Tabatskuri Lake () is an lake in the Borjomi Municipality and Akhalkalaki Municipality, Samtskhe–Javakheti region of Georgia.

Detail 

Tabatskuri Lake is located in the northern part of the Samsari Range, at 1991 m above sea level. Its surface area is 14.2 km2, while the catchment area is 83.1 km2. Its average depth is 15.5 m, maximal depth is 40.2 m. It gets its feed from snow, rainfall and underground waters.

It has a roughly rectangular shape, measuring 6 km long and 4.5 km wide. The annual range of fluctuation of the water level is as much as 1.1 m. Hydrographic network of the basin is poor.

The lake has a volcanic-tectonic origin. The lake is surrounded by the volcanic mountains. From December until March lake is frozen over. Coastline is partially indented. There are many bays and several islands.
++++
_SHORT TASK 1_
In the saved data entries, write out the stretch from the line containing "of the hedge." through the line containing "x=250 y=180", both included, with each line reproduced verbatim.

(Saved data entries)
++++
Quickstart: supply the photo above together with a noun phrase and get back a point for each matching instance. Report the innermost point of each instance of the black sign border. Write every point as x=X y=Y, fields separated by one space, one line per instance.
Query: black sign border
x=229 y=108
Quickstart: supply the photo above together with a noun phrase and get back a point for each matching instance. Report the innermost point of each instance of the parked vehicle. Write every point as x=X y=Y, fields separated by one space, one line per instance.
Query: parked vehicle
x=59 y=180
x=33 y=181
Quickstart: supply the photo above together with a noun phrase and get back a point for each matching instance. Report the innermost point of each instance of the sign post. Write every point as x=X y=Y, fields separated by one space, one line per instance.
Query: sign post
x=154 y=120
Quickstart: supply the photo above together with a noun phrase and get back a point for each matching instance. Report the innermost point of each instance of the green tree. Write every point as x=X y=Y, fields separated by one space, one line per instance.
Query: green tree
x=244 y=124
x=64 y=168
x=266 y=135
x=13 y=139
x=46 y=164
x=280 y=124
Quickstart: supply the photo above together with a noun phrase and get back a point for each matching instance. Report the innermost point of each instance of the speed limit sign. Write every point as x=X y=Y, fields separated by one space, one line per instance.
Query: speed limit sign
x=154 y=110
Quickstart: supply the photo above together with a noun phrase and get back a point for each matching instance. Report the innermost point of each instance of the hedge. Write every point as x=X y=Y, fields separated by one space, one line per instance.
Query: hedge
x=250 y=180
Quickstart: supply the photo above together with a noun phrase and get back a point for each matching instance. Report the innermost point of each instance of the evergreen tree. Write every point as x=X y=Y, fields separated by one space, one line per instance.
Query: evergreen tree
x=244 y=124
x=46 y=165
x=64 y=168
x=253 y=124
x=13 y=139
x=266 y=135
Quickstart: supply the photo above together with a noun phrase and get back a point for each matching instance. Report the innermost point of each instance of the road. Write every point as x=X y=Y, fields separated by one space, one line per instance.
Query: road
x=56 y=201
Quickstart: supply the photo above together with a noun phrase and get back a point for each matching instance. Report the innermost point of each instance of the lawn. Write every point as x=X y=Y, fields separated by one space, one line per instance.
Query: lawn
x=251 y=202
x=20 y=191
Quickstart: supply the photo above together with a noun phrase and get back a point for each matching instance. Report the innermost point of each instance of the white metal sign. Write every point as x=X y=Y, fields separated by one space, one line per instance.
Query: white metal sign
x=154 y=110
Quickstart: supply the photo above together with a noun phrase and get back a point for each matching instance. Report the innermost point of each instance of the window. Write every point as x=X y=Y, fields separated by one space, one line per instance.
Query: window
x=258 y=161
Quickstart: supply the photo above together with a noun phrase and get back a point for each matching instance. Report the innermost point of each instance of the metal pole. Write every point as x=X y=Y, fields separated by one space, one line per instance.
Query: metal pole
++++
_SHORT TASK 2_
According to the text about Tabatskuri Lake, during which months is the lake frozen over?

_FULL RESPONSE 1_
Quickstart: supply the photo above together with a noun phrase and get back a point for each matching instance. Report the innermost point of each instance of the hedge. Write every point as x=X y=Y, fields separated by one space, one line per instance.
Query: hedge
x=250 y=180

_FULL RESPONSE 2_
From December until March.